**The task**
Copy each line below exactly as it appears. Pictures are to be omitted.

**Entries provided**
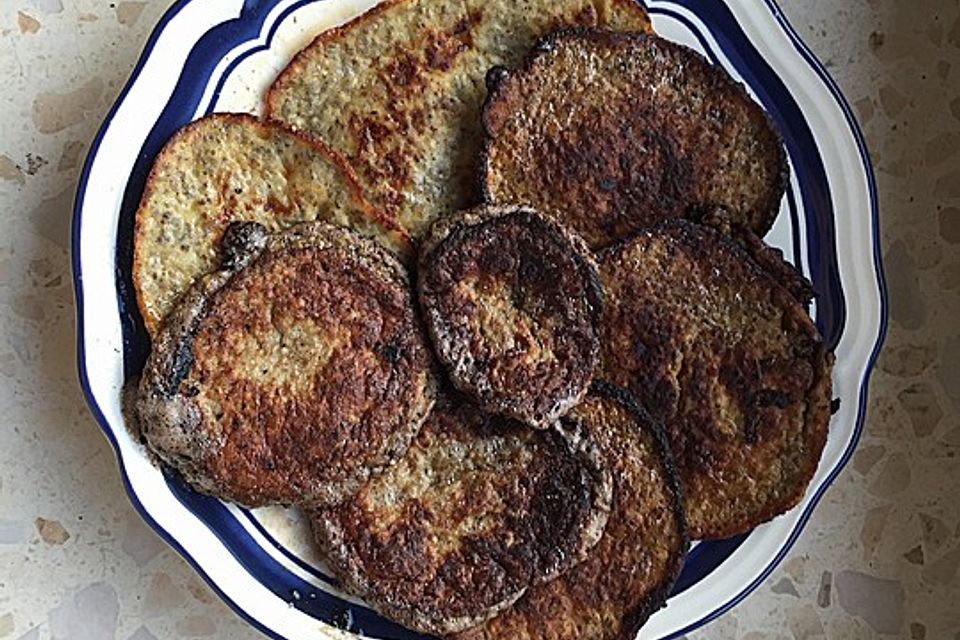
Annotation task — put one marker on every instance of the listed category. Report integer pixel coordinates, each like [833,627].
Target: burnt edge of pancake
[563,495]
[769,258]
[171,423]
[445,313]
[498,76]
[760,259]
[571,606]
[399,237]
[657,599]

**Your response**
Annotation task — put one marker on every instance of the listed category. Report integer pixel coordinates, each like [833,627].
Target: burnt edge of pancake
[563,495]
[769,258]
[171,423]
[445,313]
[498,76]
[760,259]
[571,606]
[399,237]
[657,599]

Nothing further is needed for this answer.